=== Extrait proposé ===

Après « Fugitive parce que reine » en 2018, la romancière poursuit sa quête identitaire et raconte sa traversée du Sahara après une rupture amoureuse.

Le rose des bleus, ou l’histoire d’une passion violente

Le premier roman de Violaine Huisman sur sa mère bipolaire, fantasque, destructrice mais aussi merveilleuse lui avait valu un beau succès critique et public. Dans ce deuxième livre, entre autobiographie et autofiction, elle continue à s’interroger sur ce que signifie être une femme aujourd’hui, dans toutes les dimensions du féminin, notamment la vie sexuelle, ce qui entraîne des pages à la fois très belles et très crues sur sa relation toxique avec un éditeur rencontré à New York où la narratrice est agent littéraire. Après un Bastille Day (c’est ainsi qu’on appelle le 14 juillet outre-Atlantique) où elle se serait intéressée à un autre homme, il la frappe : « Les traces de sa correction ont mis des semaines à disparaître. Il se pâmait en baissant ma culotte, béat d’admiration devant la rose – pourpre, verte, beige fané – qu’il avait peinte sur mon cul : Si tu savais, chérie, comme c’est beau. Si tu savais, mon amour. » Il se défend pourtant de l’aimer : « lust, not love », dit-il de leur liaison où ils se quittent sans cesse pour se réconcilier dans le sexe. « Comment était-ce possible d’aimer un homme à ce point ? Jusqu’à n’avoir plus aucun respect de soi, jusqu’à jouir de lui être soumise, jusqu’à baiser ses pieds avec adoration pourvu qu’il me relève et me plaque contre un mur. » Le rose du titre vient pourtant bien du désert, même si la violence des coups et des traces qu’ils laissent lui donne une polysémie complexe : « C’est en Mauritanie que des chercheurs ont découvert la plus vieille couleur au monde. Un rose profond, issu des pigments de fossiles moléculaires produits par d’anciens organismes photosynthétiques, qui auraient habité un océan disparu depuis des billions d’années. » C’est peut-être aussi une référence au roman Rose poussière de Jean-Jacques Schuhl, paru en 1972, soit sept ans avant que Violaine, « née le 8 mai 1979 », vienne au monde.

=== Données fournies ===

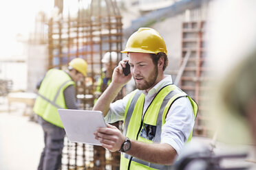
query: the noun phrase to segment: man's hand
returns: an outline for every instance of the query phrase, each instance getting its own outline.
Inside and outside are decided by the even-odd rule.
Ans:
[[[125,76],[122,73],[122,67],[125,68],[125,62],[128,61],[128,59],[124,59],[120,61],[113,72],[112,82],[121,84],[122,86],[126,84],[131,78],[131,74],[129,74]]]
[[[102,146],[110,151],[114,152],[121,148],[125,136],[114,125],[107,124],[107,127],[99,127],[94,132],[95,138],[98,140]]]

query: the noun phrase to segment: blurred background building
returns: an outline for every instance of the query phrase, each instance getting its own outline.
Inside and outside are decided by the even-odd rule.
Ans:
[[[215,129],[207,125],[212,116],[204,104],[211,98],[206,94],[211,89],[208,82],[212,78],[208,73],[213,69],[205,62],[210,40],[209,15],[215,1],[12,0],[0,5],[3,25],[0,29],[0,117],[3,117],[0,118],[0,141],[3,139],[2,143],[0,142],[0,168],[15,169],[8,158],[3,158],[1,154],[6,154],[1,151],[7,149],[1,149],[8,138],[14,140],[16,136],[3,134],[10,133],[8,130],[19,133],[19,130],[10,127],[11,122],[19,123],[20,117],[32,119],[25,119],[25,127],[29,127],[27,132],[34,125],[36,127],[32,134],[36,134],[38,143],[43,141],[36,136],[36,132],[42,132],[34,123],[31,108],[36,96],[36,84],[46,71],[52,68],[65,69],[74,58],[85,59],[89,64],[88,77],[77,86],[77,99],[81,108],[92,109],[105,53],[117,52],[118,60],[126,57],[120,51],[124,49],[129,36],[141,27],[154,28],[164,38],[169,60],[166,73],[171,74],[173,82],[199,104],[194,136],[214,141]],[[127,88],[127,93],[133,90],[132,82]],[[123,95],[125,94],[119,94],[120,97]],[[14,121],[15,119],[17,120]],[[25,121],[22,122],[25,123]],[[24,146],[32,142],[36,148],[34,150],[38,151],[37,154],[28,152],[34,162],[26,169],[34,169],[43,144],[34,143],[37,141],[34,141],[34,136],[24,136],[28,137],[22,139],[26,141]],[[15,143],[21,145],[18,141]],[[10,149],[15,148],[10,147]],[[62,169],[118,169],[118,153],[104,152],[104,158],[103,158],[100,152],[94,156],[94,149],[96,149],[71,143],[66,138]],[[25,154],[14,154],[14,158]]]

===

Pourriez-vous prolonger la critique du deuxième roman de Violaine Huisman en reprenant juste après sa dernière phrase ? La liste n'a aucun rôle dans ce travail.

== Réponse ==
 

Un roman d’éducation

Le voyage du Maroc au Sénégal, avec un long séjour mauritanien et une traversée du Sahara, sans aucune connaissance géopolitique ni aucune conscience des dangers encourus, est l’occasion de jouer avec des clichés postcoloniaux et de dessiner des figures de baroudeurs qui se prennent pour Rimbaud en Afrique. Le roman se présente également comme une éducation sentimentale, un récit de jeunesse au tournant des années 2000, entre Paris et New York, sous la protection de la sœur aînée, et dans l’amour fou de la mère : « Bois de l’eau, bois, me répétait maman quand je sanglotais de manière incontrôlable. Bois, me dis-je, dans un torrent de larmes. […] J’entends maman me rappeler que c’est insupportable ce que je peux être pleurnicharde, que je chiale sans arrêt pour un rien, qu’il y a des guerres, des hommes qui crèvent de faim, et moi, pauvre petite connasse pourrie gâtée, c’est quoi mon problème ? J’aimerais mourir. » Cette écriture abrupte fait également une belle place à la figure du père, notamment dans l’évocation d’un de ses messages téléphoniques.

 

Baigné de littérature, ce roman fait entendre une voix singulière et sincère jusqu’à l’impudeur, poétique et crue à la fois et qui fait penser à la phrase bien connue d’André Breton dans L’Amour fou (1937), qui ferait un très beau sous-titre à Rose désert : « Je vous souhaite d’être follement aimée. »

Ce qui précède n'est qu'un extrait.